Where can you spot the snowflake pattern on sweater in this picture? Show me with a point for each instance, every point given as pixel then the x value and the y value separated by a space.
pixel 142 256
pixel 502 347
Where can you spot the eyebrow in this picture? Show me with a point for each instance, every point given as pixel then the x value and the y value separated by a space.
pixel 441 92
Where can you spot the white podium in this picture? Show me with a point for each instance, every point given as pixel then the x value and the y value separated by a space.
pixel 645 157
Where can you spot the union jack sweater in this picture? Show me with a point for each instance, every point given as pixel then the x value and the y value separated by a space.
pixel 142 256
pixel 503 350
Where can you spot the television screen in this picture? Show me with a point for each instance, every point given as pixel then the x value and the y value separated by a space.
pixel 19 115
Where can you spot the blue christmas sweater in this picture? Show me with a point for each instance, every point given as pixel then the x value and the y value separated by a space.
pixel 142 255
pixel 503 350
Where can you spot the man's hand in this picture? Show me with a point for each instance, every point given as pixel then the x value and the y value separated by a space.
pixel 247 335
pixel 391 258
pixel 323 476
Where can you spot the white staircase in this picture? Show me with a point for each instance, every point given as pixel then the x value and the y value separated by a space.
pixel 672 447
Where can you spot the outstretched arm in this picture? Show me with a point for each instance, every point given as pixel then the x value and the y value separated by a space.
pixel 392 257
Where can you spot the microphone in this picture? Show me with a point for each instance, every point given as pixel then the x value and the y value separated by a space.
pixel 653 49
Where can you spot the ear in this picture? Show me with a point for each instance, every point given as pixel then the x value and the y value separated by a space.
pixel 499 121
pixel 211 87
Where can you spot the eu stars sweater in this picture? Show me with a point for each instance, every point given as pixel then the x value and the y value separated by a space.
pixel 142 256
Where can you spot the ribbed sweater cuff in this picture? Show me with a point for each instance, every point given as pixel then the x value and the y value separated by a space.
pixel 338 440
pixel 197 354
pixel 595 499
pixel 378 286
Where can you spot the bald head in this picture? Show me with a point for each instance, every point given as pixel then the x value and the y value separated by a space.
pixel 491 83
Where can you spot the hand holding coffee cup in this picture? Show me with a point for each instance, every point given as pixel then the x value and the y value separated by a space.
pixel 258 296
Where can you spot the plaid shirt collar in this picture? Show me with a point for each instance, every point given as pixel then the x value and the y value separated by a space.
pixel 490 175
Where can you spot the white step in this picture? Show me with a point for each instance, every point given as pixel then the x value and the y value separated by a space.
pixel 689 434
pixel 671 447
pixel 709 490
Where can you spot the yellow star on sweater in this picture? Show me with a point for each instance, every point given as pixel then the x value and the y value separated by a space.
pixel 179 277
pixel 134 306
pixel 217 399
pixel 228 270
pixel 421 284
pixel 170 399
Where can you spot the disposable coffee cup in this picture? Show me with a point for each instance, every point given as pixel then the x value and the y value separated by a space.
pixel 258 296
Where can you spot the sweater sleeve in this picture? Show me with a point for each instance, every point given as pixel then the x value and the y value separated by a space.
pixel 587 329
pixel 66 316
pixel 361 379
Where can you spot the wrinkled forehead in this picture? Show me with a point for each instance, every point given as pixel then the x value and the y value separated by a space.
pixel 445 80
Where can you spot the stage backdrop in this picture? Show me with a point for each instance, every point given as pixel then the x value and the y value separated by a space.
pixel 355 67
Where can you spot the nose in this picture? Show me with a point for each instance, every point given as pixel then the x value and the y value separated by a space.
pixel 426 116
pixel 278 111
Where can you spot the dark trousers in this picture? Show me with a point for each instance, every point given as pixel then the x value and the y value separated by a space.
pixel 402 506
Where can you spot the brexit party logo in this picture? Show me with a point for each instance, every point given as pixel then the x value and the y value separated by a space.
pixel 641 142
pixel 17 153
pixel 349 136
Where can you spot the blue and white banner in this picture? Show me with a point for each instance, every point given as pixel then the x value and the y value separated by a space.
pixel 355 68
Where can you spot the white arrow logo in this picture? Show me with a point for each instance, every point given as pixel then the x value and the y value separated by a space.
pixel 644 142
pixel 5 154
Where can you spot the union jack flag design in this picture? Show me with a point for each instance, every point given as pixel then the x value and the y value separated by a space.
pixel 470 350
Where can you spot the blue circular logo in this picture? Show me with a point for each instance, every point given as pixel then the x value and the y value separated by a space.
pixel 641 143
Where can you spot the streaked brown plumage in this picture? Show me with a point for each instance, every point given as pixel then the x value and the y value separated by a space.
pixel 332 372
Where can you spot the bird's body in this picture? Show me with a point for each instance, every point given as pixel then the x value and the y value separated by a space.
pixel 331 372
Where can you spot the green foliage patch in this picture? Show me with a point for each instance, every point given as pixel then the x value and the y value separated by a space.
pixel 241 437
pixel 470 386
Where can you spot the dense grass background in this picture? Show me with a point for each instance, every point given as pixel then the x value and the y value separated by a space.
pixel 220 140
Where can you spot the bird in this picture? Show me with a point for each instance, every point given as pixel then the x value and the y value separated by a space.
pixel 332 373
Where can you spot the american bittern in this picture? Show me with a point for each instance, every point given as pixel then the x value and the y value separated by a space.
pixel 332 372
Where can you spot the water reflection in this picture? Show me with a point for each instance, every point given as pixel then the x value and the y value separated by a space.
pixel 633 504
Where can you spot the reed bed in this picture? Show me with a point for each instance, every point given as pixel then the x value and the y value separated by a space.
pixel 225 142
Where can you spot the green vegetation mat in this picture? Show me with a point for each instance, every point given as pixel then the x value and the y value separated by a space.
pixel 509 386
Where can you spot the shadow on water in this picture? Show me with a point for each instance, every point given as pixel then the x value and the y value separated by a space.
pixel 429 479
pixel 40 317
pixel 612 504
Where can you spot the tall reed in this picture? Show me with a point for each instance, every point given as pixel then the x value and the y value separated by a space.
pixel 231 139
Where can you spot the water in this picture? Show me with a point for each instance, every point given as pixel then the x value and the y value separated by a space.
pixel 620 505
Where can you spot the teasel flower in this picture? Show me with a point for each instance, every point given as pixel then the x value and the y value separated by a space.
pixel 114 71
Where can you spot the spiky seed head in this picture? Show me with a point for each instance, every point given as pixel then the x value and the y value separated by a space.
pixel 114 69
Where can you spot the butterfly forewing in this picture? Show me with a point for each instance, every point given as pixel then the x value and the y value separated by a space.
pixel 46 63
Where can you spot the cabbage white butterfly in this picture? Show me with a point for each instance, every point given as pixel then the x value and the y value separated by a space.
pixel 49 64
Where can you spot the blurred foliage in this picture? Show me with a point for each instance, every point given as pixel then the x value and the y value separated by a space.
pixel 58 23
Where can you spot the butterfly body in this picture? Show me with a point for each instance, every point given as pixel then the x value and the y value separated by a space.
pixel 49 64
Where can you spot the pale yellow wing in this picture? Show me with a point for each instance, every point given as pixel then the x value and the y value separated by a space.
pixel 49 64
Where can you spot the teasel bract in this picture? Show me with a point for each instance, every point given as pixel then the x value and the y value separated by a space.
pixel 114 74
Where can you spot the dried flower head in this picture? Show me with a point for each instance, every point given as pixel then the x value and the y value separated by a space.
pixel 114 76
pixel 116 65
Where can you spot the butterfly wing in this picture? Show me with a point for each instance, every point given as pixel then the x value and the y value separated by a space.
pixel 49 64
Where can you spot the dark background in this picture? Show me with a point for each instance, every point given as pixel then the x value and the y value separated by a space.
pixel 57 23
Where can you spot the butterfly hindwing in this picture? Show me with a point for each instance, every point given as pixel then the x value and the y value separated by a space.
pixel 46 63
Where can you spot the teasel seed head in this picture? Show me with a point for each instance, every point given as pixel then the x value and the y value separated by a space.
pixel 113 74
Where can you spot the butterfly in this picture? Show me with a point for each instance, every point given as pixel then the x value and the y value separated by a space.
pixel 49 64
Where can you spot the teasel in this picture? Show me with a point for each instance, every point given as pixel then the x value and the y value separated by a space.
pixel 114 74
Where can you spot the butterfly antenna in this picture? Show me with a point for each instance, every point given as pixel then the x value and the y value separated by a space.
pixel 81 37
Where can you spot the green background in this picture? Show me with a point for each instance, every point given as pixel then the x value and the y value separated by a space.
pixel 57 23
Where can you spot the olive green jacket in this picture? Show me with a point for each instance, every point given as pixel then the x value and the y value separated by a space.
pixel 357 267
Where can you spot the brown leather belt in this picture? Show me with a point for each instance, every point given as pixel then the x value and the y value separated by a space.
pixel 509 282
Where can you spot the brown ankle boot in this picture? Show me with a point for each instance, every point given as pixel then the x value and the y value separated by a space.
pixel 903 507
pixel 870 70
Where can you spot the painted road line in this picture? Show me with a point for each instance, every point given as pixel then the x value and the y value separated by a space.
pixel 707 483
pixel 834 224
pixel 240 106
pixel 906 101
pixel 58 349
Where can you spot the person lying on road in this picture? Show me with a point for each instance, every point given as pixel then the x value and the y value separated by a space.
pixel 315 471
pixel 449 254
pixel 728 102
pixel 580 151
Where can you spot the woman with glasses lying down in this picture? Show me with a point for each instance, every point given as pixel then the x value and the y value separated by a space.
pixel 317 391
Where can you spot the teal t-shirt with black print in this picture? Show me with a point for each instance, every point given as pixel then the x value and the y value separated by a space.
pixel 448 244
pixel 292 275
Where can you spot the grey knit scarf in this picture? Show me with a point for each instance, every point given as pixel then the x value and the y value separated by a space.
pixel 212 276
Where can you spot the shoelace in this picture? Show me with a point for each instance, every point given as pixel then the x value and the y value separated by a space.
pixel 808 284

------------------------------

> [Stated exercise]: Copy out again, unchanged, the lines of the items above, starting with the line that contains "Where can you spot the bird's" and going on through the line that contains "pixel 612 504", with both of those lines included.

> [Response to the task]:
Where can you spot the bird's body in this picture? Show me with a point for each instance, every point given as pixel then the x value and the y value separated by a space.
pixel 331 372
Where can you spot the green foliage patch in this picture? Show me with a point for each instance, every point given as pixel then the x value and the y value separated by a space.
pixel 241 437
pixel 470 386
Where can you spot the dense grass background in this picture? Show me with a point for each instance, every point given as pixel then the x value and the y value separated by a space.
pixel 220 140
Where can you spot the bird in this picture? Show me with a point for each instance, every point given as pixel then the x value and the y value separated by a space.
pixel 332 373
Where can you spot the american bittern in this picture? Show me with a point for each instance, every point given as pixel then the x value and the y value separated by a space.
pixel 332 372
Where can you spot the water reflection in this picture? Show me with a point for each instance, every point given as pixel then the x value and the y value separated by a space.
pixel 633 504
Where can you spot the reed bed in this picture? Show me with a point for each instance, every point given as pixel then the x value and the y value separated by a space.
pixel 225 142
Where can you spot the green vegetation mat in this picture? Show me with a point for each instance, every point given as pixel then the x value and the y value separated by a space.
pixel 509 386
Where can you spot the shadow on water in this picture? Show me with a point for each instance, every point given as pixel then the x value and the y value separated by a space.
pixel 429 479
pixel 40 317
pixel 612 504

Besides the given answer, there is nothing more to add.